To address the first of those two issues, simply look at the number of max-effort lifts each year. We've had one each year except 2008 (0) and 2009 (2), but the number of total events continues to rise. Thus, a killer 1RM may win you an event these days, but that's less than 10% of the total score, whereas it was a whopping 33% of the competition in 2007!

The second issue is best shown graphically. The chart below shows the percent of the points that were based on bodyweight movements vs. lifting in each year of competition.


You can see the emphasis actually shifted to 50% lifting or more from 2008-2010, but it's been more focused on bodyweight movements ever since. Now, one thing to keep in mind is that the regional stage of competition has been much more focused on lifting than the Games, so it is likely true that we are seeing bigger athletes qualify for the Games. Still, the bigger athletes are not necessarily at an advantage at the Games.

For me, as I worked my way through this analysis, I often found it helpful to view the history of the Games in three time periods: the initial years (2007-2008), the early qualifying years (2009-2010), and the Open era (2011-2013). In particular, I think grouping things into those time frames is helpful as we look at the final two other aspects of the programming: time domains and types of movement.

As far as time domains go, the Games have generally had an average time for most events of 12-15 minutes, and I doubt that will change in the near future. That being said, the distribution has varied quite a bit, from the 2008 Games where almost everything under 5:00 for the winner to the 2012 Games where we had a 2-hour triathlon. The chart below shows the distribution of time domains in the three time periods mentioned above.

Written problem a
Show every line of the records below that contains the string "plant".

Box annotations for photos
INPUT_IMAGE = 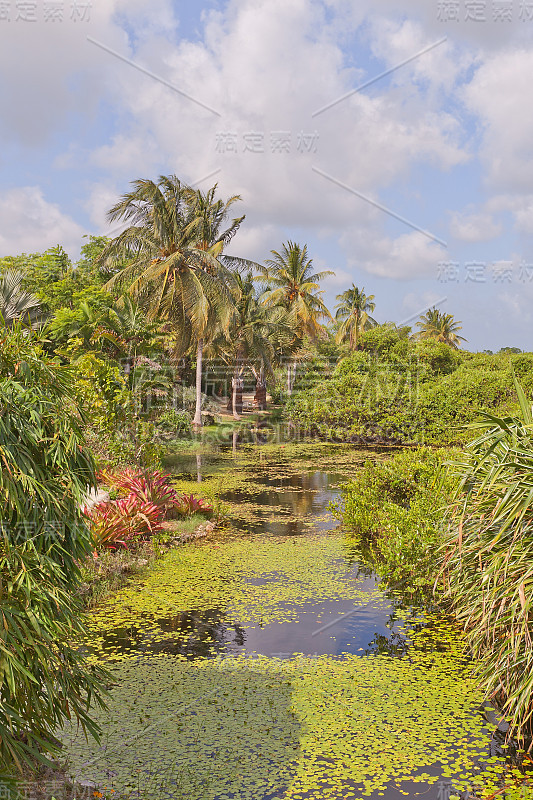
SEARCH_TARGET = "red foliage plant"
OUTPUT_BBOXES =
[89,469,213,549]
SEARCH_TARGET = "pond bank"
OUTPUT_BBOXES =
[61,444,528,800]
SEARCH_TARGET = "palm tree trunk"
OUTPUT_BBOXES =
[192,339,204,429]
[254,362,266,411]
[231,363,243,419]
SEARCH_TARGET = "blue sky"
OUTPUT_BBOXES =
[0,0,533,350]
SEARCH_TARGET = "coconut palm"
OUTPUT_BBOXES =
[209,272,293,419]
[415,307,467,350]
[182,184,259,427]
[335,283,377,350]
[260,241,333,394]
[261,241,333,338]
[98,175,242,427]
[0,269,43,329]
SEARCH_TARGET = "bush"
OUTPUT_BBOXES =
[156,409,192,439]
[335,447,452,597]
[284,344,533,446]
[0,327,107,774]
[85,469,213,550]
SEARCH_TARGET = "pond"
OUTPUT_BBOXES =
[63,444,516,800]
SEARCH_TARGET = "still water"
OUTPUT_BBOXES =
[61,445,516,800]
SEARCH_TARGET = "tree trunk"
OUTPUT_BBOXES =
[254,363,266,411]
[231,370,244,419]
[254,377,266,411]
[287,361,296,397]
[192,339,204,429]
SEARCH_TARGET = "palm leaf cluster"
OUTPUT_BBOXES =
[444,384,533,734]
[260,241,333,337]
[0,325,105,773]
[0,269,43,328]
[416,307,466,349]
[99,176,240,352]
[335,284,377,350]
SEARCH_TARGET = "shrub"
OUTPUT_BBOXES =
[100,468,180,515]
[0,327,107,774]
[86,468,213,549]
[86,494,164,550]
[156,409,192,439]
[284,346,533,446]
[335,447,452,596]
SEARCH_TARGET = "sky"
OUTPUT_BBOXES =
[0,0,533,350]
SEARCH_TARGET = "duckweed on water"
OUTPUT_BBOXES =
[68,631,520,800]
[62,447,530,800]
[82,535,382,660]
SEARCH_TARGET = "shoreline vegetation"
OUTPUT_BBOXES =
[0,170,533,792]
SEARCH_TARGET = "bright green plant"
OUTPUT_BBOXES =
[0,326,105,773]
[335,447,451,596]
[442,381,533,734]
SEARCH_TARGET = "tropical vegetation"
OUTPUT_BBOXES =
[0,167,533,773]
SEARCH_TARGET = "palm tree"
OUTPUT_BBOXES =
[209,272,292,419]
[0,269,43,329]
[98,175,242,427]
[260,241,334,394]
[335,283,377,350]
[415,307,467,350]
[183,184,259,427]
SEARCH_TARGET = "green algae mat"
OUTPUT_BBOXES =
[62,447,529,800]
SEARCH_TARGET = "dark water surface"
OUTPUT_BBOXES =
[61,448,520,800]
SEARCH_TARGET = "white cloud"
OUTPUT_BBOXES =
[450,212,503,242]
[341,229,447,280]
[462,47,533,192]
[399,291,446,328]
[0,186,86,257]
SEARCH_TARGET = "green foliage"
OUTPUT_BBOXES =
[0,236,118,313]
[336,447,452,596]
[443,384,533,734]
[155,409,192,439]
[284,340,533,445]
[0,326,107,772]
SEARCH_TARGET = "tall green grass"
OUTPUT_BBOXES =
[441,381,533,736]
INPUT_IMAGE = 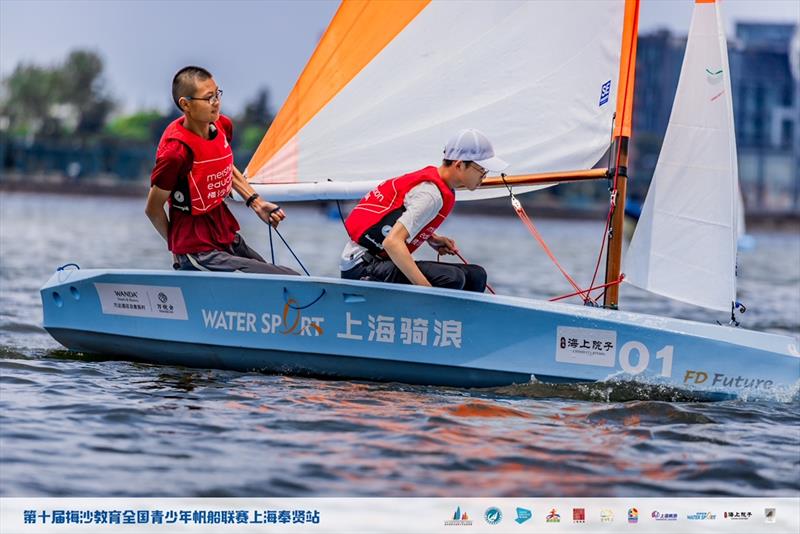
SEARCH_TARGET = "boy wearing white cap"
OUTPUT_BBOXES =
[340,129,508,293]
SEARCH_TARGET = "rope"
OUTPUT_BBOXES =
[436,250,497,295]
[267,206,311,276]
[549,274,625,302]
[500,174,591,302]
[589,112,619,300]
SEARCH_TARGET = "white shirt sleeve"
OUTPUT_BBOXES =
[397,182,444,242]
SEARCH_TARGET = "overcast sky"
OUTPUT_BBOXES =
[0,0,800,117]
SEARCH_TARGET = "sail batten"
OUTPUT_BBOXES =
[247,0,631,201]
[625,2,743,311]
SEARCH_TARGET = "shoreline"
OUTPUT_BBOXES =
[0,175,800,232]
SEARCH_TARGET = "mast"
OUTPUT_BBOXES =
[603,0,639,309]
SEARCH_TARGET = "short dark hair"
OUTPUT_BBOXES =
[442,159,472,167]
[172,65,213,111]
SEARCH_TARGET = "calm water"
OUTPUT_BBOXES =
[0,194,800,496]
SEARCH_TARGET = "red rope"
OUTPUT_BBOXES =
[550,274,625,302]
[512,198,590,301]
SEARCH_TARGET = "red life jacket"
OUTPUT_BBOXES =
[344,167,456,254]
[158,117,233,215]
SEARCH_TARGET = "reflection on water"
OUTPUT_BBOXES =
[0,195,800,496]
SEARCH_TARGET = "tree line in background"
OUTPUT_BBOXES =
[0,50,274,152]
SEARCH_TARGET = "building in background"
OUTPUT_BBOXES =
[631,22,800,213]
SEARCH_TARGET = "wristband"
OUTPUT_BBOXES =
[244,193,261,208]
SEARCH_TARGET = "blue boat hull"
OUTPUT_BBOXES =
[41,270,800,398]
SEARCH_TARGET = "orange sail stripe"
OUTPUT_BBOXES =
[614,0,639,137]
[246,0,430,180]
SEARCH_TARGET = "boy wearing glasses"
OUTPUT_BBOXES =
[340,129,508,293]
[145,66,298,275]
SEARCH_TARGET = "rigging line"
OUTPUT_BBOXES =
[549,274,625,302]
[268,224,275,265]
[500,174,592,302]
[267,206,311,276]
[589,112,617,298]
[270,228,311,276]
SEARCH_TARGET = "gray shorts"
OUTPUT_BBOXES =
[177,234,300,275]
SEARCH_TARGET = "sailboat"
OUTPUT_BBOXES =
[41,0,800,398]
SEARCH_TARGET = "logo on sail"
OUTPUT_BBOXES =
[599,80,611,106]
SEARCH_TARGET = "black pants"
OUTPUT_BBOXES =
[342,258,486,293]
[178,234,299,275]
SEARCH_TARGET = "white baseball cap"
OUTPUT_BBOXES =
[444,128,508,172]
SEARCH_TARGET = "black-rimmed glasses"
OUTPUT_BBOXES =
[469,161,489,180]
[183,89,222,105]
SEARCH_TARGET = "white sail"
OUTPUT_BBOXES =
[624,2,740,311]
[246,0,625,199]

Written problem b
Using the text on Games programming above, answer the following questions.
(i) What share of the competition did a max-effort lift represent in 2007?
(ii) Which years make up the early qualifying years?
(iii) What average time for most events have the Games generally had?

Exercise output a
SEARCH_TARGET = "red foliage plant"
SEARCH_TARGET = "bright green plant"

Exercise output b
(i) 33%
(ii) 2009-2010
(iii) 12-15 minutes